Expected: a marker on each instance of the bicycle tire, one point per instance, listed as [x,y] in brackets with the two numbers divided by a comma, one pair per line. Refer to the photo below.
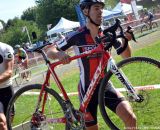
[21,110]
[154,24]
[140,71]
[144,28]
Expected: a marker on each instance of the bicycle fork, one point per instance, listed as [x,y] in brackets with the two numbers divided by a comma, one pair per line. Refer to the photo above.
[123,79]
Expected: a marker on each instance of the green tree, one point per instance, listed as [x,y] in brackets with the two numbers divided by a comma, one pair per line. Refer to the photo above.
[29,14]
[50,11]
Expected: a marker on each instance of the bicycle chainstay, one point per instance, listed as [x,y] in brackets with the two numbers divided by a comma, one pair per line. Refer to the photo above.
[75,118]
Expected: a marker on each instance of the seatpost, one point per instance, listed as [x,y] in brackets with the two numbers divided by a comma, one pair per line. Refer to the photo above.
[44,56]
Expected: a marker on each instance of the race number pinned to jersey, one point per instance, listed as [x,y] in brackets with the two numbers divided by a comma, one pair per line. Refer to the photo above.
[8,56]
[61,43]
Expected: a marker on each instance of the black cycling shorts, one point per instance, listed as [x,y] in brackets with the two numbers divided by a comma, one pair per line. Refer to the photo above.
[111,101]
[22,58]
[5,96]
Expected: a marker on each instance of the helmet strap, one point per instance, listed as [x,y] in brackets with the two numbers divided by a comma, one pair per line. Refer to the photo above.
[91,19]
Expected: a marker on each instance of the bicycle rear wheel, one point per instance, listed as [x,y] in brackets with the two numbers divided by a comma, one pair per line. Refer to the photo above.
[25,101]
[144,28]
[143,73]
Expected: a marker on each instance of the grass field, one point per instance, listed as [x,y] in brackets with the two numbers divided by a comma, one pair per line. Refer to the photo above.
[147,113]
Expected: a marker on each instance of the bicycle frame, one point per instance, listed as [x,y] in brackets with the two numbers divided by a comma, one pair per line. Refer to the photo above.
[106,60]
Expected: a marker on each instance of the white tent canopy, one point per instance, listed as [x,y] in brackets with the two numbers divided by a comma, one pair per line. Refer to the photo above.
[125,8]
[110,14]
[63,25]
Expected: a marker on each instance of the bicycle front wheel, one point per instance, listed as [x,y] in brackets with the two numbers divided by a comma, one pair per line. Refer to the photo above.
[143,73]
[24,103]
[144,28]
[154,25]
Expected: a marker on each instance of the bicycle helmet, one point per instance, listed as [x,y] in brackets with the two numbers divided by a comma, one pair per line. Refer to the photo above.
[17,46]
[88,3]
[130,30]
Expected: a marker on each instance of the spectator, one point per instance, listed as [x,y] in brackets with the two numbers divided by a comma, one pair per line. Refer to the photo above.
[6,89]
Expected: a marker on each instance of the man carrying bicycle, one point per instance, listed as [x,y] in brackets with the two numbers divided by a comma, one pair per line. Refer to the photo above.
[83,40]
[147,17]
[21,55]
[6,90]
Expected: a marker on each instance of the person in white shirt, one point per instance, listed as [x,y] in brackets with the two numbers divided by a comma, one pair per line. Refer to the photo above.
[6,89]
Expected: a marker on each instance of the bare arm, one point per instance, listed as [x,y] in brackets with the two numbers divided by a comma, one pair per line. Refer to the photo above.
[8,70]
[53,53]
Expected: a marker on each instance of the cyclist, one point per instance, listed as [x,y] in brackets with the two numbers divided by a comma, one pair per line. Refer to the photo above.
[148,17]
[83,40]
[6,90]
[22,56]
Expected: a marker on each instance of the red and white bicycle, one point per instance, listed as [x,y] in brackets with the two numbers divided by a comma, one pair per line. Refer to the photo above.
[40,107]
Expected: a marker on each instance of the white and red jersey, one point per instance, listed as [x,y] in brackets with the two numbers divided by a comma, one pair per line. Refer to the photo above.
[6,53]
[82,41]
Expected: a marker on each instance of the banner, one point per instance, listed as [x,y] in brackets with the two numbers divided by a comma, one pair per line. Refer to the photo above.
[81,17]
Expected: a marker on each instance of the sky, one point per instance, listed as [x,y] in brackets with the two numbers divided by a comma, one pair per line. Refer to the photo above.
[14,8]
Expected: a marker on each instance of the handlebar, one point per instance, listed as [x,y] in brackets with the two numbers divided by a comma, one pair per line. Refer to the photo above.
[38,48]
[108,39]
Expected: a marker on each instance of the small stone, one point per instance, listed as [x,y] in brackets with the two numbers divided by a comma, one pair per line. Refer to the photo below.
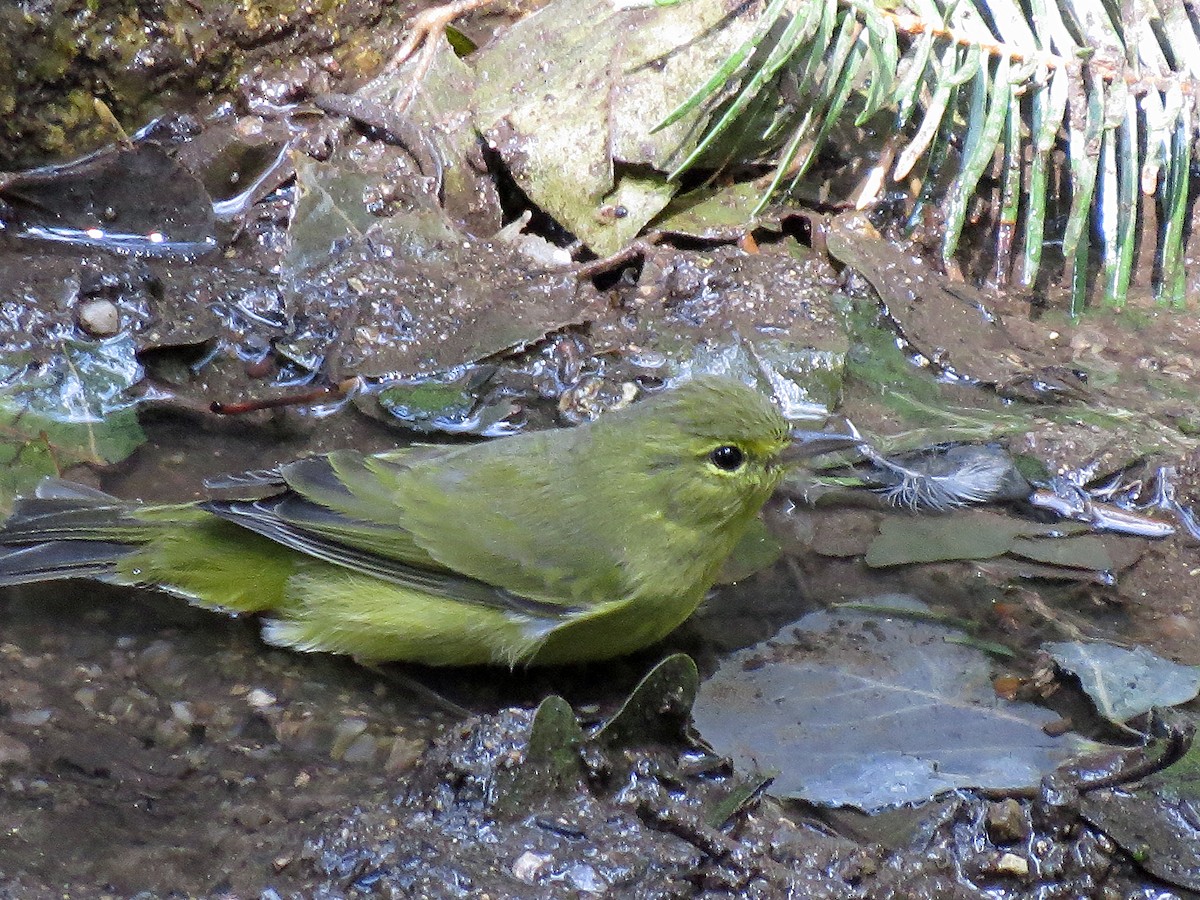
[1007,822]
[586,879]
[361,750]
[1013,864]
[13,751]
[529,865]
[31,717]
[403,755]
[100,318]
[261,699]
[348,731]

-=-=-=-=-

### Directions for this task
Retype the records exactly. Any image in them should not appear in what you write.

### Completed exercise
Expected: a marker on each instance of the bicycle tire, one point per instance, listed as [x,y] in brackets with the two numbers divided by a comma, one pair per line. Refer to the photo below.
[21,110]
[154,24]
[140,71]
[144,28]
Expected: a marker on each instance of the bicycle fork, one point per instance, listed as [x,y] in brackets with the two numbers divided by a comma, one pair per line. Refer to the photo above.
[123,79]
Expected: a marker on each instance of the green tree, one point per instance, listed as [x,y] in brackets with the two numbers divided by a comma, one pair per line. Refer to the photo above.
[29,14]
[50,11]
Expected: a marker on each instance of the bicycle chainstay, one point per instance, listed as [x,y] in brackets with the two numbers divided by a comma, one pair per line. Refer to the photo above.
[75,118]
Expected: a marker on each instance of the seatpost, one point per instance, listed as [x,y] in brackets with the two numbers divided by a comma, one pair per line. Refer to the photo above.
[44,56]
Expected: a marker on each instance of the race number pinned to jersey, one point per instance, listed as [x,y] in brackets with the two numbers divided by a comma, one pair per line. Refer to the photo above.
[8,56]
[61,43]
Expected: a marker on each instance of the black cycling shorts, one point per instance, listed as [x,y] in brackets with the two numbers divided by a comma, one pair per line. Refer to the photo above.
[111,101]
[22,58]
[5,96]
Expected: a marker on each instance of the helmet strap, one point per instance, listed as [x,y] in brackets with the two numbers divided by a comma, one pair per line. Refer to the photo above.
[91,19]
Expected: a marker on each instance of the bicycle rear wheel, one point per instance, listed as [x,y] in brackets with the two numbers divided by a comma, one pair per line. Refer to the photo above.
[25,101]
[144,28]
[143,73]
Expected: a marker on each instance of the grass field, one point per instance, listed as [x,y] in brackets with the two numbers divided by a comma, one pair per line. Refer to the photo above.
[147,113]
Expected: a marker on each instance of the bicycle frame, one point per instance, listed as [x,y] in brackets with the two numbers divided by a comma, one pair per line. Refer to the photo above.
[106,60]
Expected: a marker on each instance of the white tent canopy, one point per instance, listed as [x,y] in brackets with the two numbers divided by a comma, one pair per line. Refer to the photo above.
[125,8]
[110,14]
[63,25]
Expected: a marker on each instance of the bicycle front wheel, one point per instance, listed as [x,y] in brackets with the two numbers divided by a comma, one pair per line. Refer to the photo above.
[143,73]
[24,103]
[144,28]
[154,25]
Expected: a marker on each instance of the bicycle helmet, one point per instance, listed as [x,y] in brackets with the two numbers divided by a comma, one pair per line. Refer to the photo above.
[17,46]
[88,3]
[130,30]
Expected: a marker on each instance of the spectator, one point per instance, listed as [x,y] in brackets with the two numbers divided by a comma, one pair per line. Refer to the photo above.
[6,89]
Expected: a marker on each instance of the man carrying bicycle, one point per instance, listed as [x,y] in brackets with the two numbers divided by a comma, one pair per line. Refer to the photo above.
[83,40]
[147,17]
[21,55]
[6,90]
Expected: a marker on each instance of the person in white shirt, one point per instance, listed as [x,y] in brackets with the two numbers divided by a comma, one pair per line. Refer to the photo above.
[6,89]
Expected: a marker on each instance of the bare arm, one point per instance, listed as [x,y] in brackets with the two numbers divided by a comma, one pair per line. Refer to the photo above.
[8,70]
[53,53]
Expected: a marker on each instance of the cyclist, one point per instance, listed as [x,y] in brackets with the two numbers divided by a comma, one pair per line. Refer to the photo above.
[148,17]
[83,40]
[6,90]
[22,56]
Expected: a marker on each instance of the red and white bicycle, one point per instance, listed as [x,y] in brackets with the two numbers divided by a comma, one pair per line. Refer to the photo above.
[40,107]
Expected: a marker on each instance of the white and red jersey, one point per instance, listed as [x,y] in brackets with the two numbers divided by a comma, one pair per line. Refer to the photo above.
[6,53]
[82,41]
Expected: a marker on each instance of the banner, one point per instance, listed as [x,y] in brackets with the two numbers divided by a comma, one pair per line. Refer to the photo above.
[81,17]
Expected: a marker on each instance of the sky, one point per instance, listed as [x,y] in brackets with the two numbers divided by a comma, one pair per line. Refer to the photo above.
[14,8]
Expected: a marker on each instance of the handlebar, one point per instance, listed as [x,y] in brackets with the two numbers divided by a comma, one pair per line. Refer to the photo above.
[38,48]
[108,39]
Expected: a marker on each instance of the small stone, one point per instance, listed as [x,y] in brackets with the two numbers divided by a comma, one pair per line. Refer to the photo below.
[1007,822]
[586,879]
[361,750]
[1013,864]
[13,751]
[529,865]
[31,717]
[403,755]
[100,318]
[261,699]
[348,731]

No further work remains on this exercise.